**Exercise details:** Only a number is expected: how many lines in these records mention the word "task"?

============

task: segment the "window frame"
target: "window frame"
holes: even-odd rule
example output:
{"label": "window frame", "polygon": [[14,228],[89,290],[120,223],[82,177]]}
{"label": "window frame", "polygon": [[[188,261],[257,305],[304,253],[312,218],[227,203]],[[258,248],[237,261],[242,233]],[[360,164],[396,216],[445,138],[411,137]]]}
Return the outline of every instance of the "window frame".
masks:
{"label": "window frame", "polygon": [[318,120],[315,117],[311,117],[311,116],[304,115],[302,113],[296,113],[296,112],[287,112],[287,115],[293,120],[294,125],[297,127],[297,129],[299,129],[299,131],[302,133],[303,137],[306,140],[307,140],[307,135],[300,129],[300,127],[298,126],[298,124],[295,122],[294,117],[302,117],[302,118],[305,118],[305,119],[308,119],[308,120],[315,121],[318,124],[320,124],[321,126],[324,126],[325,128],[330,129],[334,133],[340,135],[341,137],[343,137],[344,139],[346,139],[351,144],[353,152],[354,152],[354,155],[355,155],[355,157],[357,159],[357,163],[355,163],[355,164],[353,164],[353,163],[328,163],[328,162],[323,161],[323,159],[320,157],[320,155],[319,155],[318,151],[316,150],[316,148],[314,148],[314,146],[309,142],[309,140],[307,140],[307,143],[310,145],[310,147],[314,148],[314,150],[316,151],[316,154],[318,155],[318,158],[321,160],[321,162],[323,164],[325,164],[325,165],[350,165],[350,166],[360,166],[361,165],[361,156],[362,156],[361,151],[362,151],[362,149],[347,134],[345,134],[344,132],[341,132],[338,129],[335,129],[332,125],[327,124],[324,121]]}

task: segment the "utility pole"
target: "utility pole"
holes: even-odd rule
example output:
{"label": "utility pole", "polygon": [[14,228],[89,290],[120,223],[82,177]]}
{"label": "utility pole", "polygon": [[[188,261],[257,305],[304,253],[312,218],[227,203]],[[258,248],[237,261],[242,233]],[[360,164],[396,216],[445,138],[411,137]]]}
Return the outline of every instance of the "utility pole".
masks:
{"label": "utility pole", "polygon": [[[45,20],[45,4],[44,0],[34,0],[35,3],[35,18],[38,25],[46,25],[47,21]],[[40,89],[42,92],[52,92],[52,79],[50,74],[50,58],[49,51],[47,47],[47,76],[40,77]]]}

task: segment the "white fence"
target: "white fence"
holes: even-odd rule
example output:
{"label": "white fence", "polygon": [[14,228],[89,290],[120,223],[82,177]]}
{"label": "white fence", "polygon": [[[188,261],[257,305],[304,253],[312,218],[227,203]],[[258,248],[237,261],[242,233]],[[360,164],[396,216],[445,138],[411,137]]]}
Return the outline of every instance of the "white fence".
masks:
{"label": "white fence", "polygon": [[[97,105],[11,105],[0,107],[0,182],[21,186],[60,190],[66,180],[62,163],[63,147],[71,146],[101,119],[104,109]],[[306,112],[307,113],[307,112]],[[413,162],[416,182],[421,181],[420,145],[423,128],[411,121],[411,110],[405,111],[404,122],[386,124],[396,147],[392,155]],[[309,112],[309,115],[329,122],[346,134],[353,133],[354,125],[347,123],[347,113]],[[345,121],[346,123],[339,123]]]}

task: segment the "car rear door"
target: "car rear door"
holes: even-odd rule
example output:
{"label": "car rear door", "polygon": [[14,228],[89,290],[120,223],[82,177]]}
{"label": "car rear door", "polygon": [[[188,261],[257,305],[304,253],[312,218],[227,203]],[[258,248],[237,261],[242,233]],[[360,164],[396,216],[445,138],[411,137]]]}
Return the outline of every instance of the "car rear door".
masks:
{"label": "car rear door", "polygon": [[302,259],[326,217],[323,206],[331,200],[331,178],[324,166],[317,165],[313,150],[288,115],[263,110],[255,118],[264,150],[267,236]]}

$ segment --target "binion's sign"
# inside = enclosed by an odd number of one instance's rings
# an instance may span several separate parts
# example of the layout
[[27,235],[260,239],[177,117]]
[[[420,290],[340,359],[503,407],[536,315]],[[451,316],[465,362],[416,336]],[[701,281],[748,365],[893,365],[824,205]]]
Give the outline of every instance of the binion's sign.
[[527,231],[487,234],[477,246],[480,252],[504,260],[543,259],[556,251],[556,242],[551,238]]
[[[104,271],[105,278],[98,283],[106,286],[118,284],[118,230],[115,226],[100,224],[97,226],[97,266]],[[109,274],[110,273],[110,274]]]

============

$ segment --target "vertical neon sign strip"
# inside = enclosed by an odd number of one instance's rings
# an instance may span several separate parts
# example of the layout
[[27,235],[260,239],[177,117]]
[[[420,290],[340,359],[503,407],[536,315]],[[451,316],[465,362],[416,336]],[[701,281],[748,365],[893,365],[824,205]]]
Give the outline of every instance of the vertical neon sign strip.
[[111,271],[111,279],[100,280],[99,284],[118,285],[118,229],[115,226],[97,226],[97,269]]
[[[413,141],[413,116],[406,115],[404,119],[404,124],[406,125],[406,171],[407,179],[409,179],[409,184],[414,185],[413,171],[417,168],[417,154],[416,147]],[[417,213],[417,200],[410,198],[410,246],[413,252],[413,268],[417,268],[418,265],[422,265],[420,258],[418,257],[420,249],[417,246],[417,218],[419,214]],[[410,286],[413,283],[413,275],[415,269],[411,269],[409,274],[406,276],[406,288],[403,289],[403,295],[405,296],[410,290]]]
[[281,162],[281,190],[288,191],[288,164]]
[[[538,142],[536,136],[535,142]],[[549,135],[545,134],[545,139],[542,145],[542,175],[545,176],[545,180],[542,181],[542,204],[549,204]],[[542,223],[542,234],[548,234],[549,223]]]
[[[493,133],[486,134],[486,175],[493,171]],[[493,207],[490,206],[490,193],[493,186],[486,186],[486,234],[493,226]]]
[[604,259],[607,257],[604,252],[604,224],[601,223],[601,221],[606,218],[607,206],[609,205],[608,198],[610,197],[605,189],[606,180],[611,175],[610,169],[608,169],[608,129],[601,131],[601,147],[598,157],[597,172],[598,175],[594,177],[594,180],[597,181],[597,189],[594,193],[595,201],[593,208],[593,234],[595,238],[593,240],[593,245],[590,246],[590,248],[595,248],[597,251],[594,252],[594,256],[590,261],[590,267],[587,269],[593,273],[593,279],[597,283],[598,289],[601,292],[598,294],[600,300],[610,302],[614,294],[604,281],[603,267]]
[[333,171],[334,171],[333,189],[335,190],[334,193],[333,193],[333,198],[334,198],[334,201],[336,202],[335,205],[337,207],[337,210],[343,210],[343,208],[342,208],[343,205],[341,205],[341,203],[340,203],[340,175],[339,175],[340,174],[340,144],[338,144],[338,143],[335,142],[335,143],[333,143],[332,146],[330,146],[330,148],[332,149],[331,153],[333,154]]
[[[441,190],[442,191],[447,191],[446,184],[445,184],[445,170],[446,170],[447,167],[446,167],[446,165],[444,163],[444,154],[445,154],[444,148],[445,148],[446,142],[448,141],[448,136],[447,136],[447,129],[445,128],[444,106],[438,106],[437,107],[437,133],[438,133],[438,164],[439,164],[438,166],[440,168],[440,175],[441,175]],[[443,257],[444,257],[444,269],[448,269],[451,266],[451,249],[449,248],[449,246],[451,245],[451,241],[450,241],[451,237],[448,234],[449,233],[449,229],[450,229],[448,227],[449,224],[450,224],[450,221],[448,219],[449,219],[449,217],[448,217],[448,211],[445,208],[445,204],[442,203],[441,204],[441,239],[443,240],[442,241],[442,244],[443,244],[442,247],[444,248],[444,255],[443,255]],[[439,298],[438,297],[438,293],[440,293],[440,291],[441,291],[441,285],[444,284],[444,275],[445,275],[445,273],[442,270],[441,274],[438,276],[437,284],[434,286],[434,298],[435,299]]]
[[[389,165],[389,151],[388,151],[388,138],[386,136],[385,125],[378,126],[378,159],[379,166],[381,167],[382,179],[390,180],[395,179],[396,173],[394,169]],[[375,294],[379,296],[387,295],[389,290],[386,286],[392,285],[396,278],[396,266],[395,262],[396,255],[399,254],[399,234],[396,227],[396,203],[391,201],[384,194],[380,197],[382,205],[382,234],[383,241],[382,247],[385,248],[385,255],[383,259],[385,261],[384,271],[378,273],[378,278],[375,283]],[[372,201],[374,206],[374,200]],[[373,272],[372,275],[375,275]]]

============

**Written response:** 4